The toll of Genoa’s bridge collapse rose to 43 Sunday as rescuers confirmed they had found the remains believed to be of a missing family, a day after Italy held a funeral for the disaster victims.
Firefighters discovered the three bodies, reported to be those of a couple and their nine-year-old daughter, overnight inside a car extracted from the rubble of the viaduct.
The findings mean that all those reported missing after Tuesday’s tragedy have now been accounted for, although rescuers said the would continue combing the wreckage.
“The bodies of the final three missing people were found overnight,” Italy’s fire service said on Twitter Sunday.
“The fire service is continuing its inspection of the area in order to rule out the eventual presence of people not reported missing.”
The announcement followed the discovery Saturday of the body of a labourer in his 30s in the rubble and the death of another man in hospital.
The disaster has caused public outrage and unleashed a fierce debate over the state of Italy’s infrastructure.
Rome has blamed the collapse on Autostrade per l’Italia, which manages almost half of the country’s motorway network including the stricken A10 road.
The prosecutor investigating the bridge collapse has criticised past management of Italy’s infrastructure.
Francesco Cozzi said the state had “abdicated” its responsibility to ensure road safety by handing motorway management to the private sector, in an interview published Sunday.
“The philosophy of our system today sees a state stripped of its powers, a sort of absent owner,” he told the Corriere Della Sera newspaper.
– ‘Won’t accept handouts’ –
Italy bid farewell to the victims, including several children, in Saturday’s solemn funeral that was boycotted by a majority of the families, who resented the presence of politicians and derided the ceremony as “a farce”.
Thousands of mourners packed into a flower-filled makeshift chapel where the coffins of 19 victims had been lined up.
An imam led prayers for two Muslim victims — a poignant gesture in a staunchly Catholic country where the far-right is now in power and which has seen a rise in attacks on foreigners.

[Records from a data source]
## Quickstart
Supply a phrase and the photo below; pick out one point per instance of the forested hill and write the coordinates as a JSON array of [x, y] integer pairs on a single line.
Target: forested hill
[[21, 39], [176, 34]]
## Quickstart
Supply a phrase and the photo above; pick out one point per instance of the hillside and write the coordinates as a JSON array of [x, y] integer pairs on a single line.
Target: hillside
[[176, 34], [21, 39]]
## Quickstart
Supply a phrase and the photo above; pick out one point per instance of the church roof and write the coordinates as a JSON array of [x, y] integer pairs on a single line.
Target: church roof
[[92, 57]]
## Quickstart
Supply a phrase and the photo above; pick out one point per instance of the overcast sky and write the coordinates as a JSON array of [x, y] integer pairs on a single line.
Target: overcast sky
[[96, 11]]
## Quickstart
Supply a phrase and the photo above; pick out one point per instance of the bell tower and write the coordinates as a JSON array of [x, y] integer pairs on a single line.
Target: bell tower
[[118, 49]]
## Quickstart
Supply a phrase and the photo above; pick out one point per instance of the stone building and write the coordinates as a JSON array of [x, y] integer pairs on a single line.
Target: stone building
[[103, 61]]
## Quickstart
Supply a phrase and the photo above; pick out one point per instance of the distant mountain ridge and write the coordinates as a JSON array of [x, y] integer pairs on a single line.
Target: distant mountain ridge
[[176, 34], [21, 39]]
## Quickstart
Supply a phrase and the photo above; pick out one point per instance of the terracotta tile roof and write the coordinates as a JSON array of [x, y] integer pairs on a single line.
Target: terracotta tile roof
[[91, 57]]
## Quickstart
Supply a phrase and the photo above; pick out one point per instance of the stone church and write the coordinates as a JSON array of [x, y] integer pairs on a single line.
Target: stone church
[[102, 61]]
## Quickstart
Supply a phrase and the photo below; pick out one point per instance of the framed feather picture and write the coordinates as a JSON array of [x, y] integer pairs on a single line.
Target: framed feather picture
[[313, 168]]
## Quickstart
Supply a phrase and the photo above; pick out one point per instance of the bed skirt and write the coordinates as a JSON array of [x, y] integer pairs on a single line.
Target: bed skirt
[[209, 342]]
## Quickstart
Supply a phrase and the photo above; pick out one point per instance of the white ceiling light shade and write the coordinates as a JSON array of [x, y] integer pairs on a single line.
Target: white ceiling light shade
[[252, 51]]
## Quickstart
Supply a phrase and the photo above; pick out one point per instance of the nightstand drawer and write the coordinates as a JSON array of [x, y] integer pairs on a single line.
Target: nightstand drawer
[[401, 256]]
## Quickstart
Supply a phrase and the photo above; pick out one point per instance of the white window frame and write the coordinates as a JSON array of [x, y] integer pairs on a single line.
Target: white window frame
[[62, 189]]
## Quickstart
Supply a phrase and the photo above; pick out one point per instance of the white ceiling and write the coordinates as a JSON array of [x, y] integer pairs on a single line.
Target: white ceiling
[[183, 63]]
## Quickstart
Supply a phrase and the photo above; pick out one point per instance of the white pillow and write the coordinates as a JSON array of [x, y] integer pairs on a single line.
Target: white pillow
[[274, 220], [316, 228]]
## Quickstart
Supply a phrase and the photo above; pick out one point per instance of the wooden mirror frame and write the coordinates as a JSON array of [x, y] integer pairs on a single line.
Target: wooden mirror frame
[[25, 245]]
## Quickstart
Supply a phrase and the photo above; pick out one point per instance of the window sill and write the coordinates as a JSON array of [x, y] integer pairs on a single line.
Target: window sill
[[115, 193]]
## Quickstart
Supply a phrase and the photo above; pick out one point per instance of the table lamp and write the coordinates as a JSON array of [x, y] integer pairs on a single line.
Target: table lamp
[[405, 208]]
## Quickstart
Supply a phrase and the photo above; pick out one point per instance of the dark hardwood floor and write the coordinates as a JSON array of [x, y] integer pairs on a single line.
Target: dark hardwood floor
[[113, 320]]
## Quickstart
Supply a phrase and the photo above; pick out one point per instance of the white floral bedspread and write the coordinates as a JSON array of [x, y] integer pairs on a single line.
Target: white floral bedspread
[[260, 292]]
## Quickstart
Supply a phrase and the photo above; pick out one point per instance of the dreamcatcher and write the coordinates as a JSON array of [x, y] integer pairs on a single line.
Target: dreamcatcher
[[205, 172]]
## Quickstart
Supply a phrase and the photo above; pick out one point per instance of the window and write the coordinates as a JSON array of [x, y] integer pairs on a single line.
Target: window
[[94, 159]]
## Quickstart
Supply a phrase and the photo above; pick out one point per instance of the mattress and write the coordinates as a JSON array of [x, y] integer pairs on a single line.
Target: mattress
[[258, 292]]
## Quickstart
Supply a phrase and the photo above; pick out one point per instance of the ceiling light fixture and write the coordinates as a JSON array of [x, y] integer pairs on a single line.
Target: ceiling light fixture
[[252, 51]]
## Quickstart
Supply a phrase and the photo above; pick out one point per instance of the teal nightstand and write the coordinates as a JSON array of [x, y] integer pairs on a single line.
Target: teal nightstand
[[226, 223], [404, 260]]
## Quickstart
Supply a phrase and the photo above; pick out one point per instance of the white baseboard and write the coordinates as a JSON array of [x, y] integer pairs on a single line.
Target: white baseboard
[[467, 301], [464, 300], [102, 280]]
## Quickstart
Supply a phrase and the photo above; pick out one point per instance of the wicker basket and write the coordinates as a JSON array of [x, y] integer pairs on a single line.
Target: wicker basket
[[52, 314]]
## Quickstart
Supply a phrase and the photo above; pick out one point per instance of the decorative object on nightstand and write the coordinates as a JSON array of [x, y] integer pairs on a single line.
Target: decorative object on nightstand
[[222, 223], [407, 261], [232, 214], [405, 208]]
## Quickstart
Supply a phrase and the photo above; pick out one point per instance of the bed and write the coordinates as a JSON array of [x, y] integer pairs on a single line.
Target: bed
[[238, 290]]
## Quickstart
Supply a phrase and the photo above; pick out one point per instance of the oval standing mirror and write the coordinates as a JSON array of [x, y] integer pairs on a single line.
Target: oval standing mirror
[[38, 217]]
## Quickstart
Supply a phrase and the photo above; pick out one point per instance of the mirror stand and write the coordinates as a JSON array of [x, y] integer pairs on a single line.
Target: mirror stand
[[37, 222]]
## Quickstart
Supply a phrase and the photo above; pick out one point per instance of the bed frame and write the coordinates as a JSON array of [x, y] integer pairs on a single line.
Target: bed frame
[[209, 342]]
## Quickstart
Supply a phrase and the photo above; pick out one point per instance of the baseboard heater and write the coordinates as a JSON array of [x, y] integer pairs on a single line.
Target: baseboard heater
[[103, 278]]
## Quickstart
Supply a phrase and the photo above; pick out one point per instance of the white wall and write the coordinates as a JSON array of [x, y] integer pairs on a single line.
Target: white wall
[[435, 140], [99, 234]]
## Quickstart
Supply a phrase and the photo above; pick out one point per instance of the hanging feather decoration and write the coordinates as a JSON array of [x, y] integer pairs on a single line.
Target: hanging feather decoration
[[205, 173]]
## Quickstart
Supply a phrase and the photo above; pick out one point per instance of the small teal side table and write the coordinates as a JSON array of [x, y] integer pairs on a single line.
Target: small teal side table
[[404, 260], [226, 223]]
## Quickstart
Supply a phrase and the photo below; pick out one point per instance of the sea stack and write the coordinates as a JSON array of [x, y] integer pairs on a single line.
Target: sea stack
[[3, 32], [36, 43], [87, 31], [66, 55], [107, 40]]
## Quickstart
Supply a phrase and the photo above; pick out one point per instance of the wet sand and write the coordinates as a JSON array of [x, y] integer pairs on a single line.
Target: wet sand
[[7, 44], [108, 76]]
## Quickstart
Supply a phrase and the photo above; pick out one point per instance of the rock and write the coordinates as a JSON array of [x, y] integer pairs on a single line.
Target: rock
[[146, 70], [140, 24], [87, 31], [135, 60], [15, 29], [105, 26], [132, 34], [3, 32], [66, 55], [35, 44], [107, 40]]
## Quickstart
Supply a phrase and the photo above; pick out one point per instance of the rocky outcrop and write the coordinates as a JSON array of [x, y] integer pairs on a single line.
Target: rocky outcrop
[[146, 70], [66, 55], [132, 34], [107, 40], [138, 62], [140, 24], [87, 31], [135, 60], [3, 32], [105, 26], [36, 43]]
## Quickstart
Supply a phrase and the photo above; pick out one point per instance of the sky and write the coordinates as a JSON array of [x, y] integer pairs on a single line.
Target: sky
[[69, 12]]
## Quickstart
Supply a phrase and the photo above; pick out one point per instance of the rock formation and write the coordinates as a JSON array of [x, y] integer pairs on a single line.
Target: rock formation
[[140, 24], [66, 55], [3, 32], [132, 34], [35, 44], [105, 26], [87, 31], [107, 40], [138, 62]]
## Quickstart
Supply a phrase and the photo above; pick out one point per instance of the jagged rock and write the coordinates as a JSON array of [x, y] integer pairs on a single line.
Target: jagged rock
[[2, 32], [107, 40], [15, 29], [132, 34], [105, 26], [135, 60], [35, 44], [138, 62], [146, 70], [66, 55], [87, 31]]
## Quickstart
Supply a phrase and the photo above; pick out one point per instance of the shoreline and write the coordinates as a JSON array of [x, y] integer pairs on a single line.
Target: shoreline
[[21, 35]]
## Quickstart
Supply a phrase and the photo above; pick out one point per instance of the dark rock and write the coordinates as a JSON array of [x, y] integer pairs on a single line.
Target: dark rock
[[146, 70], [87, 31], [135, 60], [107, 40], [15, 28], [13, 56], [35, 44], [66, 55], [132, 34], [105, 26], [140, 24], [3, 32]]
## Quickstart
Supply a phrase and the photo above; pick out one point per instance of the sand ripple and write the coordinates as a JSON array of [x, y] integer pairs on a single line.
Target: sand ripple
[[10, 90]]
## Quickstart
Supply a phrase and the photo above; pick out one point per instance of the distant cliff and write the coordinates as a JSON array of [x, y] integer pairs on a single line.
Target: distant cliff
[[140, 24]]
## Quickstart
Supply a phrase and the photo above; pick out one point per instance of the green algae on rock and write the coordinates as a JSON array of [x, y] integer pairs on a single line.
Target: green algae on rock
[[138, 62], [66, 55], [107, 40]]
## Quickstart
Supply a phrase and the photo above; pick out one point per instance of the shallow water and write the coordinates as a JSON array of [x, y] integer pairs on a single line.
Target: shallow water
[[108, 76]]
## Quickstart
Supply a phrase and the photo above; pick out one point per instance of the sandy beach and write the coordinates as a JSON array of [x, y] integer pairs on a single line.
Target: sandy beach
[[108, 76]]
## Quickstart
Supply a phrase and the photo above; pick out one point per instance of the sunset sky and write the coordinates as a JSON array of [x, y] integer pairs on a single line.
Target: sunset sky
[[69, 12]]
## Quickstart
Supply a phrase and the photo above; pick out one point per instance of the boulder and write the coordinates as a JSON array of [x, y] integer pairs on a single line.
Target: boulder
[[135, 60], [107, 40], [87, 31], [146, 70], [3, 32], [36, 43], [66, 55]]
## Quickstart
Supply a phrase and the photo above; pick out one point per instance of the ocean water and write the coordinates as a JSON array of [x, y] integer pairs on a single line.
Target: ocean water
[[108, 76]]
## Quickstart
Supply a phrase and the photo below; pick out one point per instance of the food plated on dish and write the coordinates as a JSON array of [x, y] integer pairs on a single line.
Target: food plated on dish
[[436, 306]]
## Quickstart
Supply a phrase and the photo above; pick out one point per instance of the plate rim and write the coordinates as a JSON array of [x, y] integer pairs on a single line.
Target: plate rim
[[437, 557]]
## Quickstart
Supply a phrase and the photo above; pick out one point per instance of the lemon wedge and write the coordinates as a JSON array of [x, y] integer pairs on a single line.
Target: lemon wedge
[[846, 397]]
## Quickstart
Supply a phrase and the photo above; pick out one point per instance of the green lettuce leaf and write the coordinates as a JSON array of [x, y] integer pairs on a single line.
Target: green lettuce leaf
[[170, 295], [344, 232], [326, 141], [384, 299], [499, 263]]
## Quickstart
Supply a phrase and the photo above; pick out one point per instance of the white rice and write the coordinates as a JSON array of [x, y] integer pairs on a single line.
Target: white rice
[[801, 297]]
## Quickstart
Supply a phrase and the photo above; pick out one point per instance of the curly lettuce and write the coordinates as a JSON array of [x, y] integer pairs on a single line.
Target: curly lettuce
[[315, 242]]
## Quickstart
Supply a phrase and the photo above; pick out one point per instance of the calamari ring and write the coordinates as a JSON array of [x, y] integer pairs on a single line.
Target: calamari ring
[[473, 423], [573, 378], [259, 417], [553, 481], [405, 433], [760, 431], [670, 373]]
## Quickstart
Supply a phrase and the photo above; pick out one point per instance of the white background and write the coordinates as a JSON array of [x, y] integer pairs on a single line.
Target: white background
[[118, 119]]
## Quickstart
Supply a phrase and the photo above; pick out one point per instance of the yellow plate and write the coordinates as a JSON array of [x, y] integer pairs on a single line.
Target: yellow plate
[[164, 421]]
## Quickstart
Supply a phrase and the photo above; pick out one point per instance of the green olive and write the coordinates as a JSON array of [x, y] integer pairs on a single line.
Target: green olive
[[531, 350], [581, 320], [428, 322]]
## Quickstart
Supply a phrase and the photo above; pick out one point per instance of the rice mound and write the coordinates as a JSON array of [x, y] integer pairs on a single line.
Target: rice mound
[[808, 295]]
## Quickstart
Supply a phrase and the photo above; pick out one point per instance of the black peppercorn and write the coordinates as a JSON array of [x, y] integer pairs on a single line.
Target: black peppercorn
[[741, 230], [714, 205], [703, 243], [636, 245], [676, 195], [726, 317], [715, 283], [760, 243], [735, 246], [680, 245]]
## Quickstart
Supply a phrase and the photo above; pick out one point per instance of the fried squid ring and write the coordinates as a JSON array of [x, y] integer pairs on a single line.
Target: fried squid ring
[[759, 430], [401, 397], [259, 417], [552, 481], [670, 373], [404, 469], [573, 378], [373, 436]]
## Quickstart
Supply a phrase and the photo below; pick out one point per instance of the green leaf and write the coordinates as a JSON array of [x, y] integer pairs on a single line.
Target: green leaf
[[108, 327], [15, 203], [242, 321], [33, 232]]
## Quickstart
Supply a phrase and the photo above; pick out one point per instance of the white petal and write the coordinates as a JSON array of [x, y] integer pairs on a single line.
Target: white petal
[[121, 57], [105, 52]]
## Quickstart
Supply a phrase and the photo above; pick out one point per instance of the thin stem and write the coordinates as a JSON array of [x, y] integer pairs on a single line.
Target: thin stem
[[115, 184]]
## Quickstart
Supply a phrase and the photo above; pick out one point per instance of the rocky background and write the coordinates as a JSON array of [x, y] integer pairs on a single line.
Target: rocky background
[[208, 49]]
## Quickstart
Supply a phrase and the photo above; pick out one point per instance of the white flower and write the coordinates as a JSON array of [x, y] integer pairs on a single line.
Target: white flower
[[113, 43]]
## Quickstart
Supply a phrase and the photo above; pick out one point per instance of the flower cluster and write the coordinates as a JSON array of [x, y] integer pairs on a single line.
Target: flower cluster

**ASSIGNED TASK 1**
Summarize the article on the Genoa bridge collapse in two sentences.
**ASSIGNED TASK 2**
Name each day of the week mentioned in the article on the Genoa bridge collapse, and give what the article says happened on that day.
**ASSIGNED TASK 3**
Answer from the article on the Genoa bridge collapse:
(a) Whose bodies are the three found inside the car reported to be?
(b) Which company has Rome blamed for the collapse?
(c) How many victims' coffins were lined up in the makeshift chapel?

**TASK RESPONSE 1**
The death toll from the Genoa bridge collapse rose to 43 after firefighters found the bodies believed to be those of a missing couple and their nine-year-old daughter, so all those reported missing are now accounted for. The disaster has sparked outrage and a debate over Italy's infrastructure, with Rome blaming Autostrade per l'Italia, while most victims' families boycotted Saturday's state funeral.

**TASK RESPONSE 2**
- Tuesday: the bridge collapsed.
- Saturday: Italy held a funeral for the victims, and a labourer's body was found in the rubble.
- Sunday: the death toll rose to 43, the fire service announced on Twitter that the last three missing people had been found, and an interview with prosecutor Francesco Cozzi was published.

**TASK RESPONSE 3**
(a) A couple and their nine-year-old daughter.
(b) Autostrade per l'Italia.
(c) 19.